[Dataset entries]
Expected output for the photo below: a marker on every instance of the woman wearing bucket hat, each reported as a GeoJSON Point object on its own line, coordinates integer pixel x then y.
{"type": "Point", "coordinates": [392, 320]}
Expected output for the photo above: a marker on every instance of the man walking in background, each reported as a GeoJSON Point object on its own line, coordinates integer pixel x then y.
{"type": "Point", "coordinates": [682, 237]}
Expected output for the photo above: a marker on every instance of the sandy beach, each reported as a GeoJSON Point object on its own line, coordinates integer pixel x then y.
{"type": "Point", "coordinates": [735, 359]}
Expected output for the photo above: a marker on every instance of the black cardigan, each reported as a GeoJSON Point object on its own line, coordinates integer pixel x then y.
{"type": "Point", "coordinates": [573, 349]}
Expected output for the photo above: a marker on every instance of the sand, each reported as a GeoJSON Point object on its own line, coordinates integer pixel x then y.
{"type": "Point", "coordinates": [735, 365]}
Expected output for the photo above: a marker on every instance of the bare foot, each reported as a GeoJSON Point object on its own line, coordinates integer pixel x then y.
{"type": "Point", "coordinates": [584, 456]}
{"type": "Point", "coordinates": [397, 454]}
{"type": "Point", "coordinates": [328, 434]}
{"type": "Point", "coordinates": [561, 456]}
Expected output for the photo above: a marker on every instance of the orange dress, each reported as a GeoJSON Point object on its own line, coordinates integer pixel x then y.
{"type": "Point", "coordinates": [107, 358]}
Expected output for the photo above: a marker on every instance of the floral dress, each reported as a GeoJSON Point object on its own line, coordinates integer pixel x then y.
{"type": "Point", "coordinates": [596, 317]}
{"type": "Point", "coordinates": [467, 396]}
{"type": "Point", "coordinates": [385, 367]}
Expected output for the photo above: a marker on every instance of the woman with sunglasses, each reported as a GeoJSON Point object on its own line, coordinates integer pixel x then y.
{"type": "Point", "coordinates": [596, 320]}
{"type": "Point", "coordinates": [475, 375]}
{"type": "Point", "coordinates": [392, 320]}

Work instruction:
Would you repeat all of the entries exactly?

Answer to this exercise:
Expected output for the photo below: a marker on every instance of the woman wearing bucket hat, each reported as a GeoJSON Point object on its own line, coordinates integer pixel x then y.
{"type": "Point", "coordinates": [392, 320]}
Expected output for the photo above: a marker on every instance of the man walking in background, each reported as a GeoJSON Point object on its own line, coordinates integer pixel x then y.
{"type": "Point", "coordinates": [682, 237]}
Expected output for the photo above: a marker on every instance of the sandy beach, each reported as a GeoJSON Point object on its own line, coordinates integer pixel x then y.
{"type": "Point", "coordinates": [735, 359]}
Expected output for the photo above: a marker on every instance of the black cardigan, each reported as a GeoJSON Point object on its own line, coordinates integer pixel x then y.
{"type": "Point", "coordinates": [573, 349]}
Expected output for the photo above: a marker on every instance of the sand, each reported as a GeoJSON Point object on its own line, coordinates integer pixel x then y.
{"type": "Point", "coordinates": [735, 365]}
Expected output for the photo above: a marker on every instance of the bare foot, each reported as a GeoJSON Point object on its own line, coordinates integer pixel x then y.
{"type": "Point", "coordinates": [584, 456]}
{"type": "Point", "coordinates": [397, 454]}
{"type": "Point", "coordinates": [328, 434]}
{"type": "Point", "coordinates": [561, 456]}
Expected output for the photo above: a marker on every instance of the orange dress, each reported as a GeoJSON Point object on its own line, coordinates integer pixel x then y.
{"type": "Point", "coordinates": [107, 358]}
Expected output for the photo above: a marker on every instance of the floral dress, each reported as a GeoJSON Point object on its own line, coordinates integer pixel x then y.
{"type": "Point", "coordinates": [596, 317]}
{"type": "Point", "coordinates": [467, 396]}
{"type": "Point", "coordinates": [385, 367]}
Expected output for the photo above: a marker on every instance of the woman with sunglasses, each reported as a GeoJSON Point object on its own line, coordinates integer pixel x then y.
{"type": "Point", "coordinates": [596, 320]}
{"type": "Point", "coordinates": [475, 375]}
{"type": "Point", "coordinates": [392, 320]}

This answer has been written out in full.